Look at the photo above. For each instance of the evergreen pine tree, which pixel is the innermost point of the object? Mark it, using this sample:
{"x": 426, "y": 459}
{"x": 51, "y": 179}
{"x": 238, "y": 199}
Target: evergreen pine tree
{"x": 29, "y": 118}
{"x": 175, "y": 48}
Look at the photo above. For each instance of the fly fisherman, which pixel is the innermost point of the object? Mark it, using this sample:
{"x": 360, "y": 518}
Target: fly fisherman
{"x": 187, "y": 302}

※ ※ ※

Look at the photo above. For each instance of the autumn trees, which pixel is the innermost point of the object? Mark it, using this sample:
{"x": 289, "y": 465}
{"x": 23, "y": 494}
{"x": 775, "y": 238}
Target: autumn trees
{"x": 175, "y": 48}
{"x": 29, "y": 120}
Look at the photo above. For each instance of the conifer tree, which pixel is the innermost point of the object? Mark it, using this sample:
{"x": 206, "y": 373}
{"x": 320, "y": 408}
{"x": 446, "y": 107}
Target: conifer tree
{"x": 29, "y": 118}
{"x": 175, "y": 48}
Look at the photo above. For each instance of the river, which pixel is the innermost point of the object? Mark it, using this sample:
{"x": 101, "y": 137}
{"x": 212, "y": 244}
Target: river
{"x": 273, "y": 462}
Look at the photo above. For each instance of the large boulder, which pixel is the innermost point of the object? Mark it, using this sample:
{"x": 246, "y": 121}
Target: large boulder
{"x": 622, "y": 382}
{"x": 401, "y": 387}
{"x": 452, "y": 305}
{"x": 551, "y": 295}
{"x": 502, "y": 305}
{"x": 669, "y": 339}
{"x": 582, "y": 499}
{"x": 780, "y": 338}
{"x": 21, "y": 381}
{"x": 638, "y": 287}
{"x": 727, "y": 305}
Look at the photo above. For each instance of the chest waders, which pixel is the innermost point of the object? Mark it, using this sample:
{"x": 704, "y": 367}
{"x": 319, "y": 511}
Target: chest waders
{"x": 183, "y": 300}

※ ※ ※

* **YOUR TASK**:
Find every line in the listing above that contains the string "boulder" and copy each one. Case matters.

* **OUTPUT FOR THIS EXERCISE**:
Look at the photo above. For each instance of the large boulder, which pixel is the innermost point of the object? Mark it, using this sample:
Target: large boulder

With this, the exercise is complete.